**Work item**
Copy every line in the records below that contains the word "patch".

**Material for the task**
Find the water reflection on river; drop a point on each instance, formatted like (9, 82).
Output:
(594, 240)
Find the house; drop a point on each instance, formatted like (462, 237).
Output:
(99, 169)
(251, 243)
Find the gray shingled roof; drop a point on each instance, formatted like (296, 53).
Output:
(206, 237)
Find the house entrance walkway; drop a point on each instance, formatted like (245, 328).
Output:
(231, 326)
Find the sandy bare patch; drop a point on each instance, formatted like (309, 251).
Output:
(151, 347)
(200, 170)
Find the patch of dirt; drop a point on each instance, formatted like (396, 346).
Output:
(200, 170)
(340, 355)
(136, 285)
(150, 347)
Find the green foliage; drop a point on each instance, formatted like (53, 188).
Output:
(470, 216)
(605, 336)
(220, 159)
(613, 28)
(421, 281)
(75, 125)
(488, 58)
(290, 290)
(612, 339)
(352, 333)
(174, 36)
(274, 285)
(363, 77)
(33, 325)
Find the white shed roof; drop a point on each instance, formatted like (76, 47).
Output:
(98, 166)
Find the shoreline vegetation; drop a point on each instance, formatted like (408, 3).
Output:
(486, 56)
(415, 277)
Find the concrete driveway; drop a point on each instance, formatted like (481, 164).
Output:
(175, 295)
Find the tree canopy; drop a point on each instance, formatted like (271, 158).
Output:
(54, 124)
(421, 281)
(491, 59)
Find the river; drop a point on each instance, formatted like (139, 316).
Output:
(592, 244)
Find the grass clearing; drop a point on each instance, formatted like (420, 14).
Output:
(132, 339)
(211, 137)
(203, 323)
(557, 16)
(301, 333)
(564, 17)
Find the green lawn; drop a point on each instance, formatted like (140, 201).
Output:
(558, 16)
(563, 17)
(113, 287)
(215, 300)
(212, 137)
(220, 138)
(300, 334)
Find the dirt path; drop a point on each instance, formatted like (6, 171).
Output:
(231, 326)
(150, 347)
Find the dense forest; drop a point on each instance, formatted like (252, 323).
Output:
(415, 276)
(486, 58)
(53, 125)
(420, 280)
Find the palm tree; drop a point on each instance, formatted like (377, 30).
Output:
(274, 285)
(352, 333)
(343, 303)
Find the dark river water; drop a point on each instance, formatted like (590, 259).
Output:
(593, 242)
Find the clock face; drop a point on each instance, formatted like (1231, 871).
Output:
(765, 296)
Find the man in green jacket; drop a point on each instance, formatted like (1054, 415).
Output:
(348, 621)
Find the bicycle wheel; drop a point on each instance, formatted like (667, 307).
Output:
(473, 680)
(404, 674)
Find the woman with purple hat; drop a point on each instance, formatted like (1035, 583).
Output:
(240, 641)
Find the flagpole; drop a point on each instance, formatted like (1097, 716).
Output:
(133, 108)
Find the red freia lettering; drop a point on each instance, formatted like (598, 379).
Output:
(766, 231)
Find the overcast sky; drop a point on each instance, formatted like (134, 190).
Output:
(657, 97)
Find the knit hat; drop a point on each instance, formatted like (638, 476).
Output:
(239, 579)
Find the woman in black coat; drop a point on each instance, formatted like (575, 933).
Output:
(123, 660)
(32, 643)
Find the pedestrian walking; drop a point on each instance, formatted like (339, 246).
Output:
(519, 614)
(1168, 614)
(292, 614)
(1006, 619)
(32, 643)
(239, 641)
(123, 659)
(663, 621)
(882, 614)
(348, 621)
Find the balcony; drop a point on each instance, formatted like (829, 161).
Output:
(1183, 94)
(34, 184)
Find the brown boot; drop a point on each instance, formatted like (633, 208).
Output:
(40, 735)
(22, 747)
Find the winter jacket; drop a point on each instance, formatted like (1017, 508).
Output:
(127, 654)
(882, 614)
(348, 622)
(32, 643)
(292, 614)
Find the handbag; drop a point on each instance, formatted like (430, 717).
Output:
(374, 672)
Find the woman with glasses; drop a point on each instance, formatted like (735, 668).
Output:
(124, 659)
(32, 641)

**Solved exercise**
Find the sandy bare patch; drop a point on each instance, formatted like (309, 251).
Find the patch of dirt; drop a point on each instance, formatted like (396, 346).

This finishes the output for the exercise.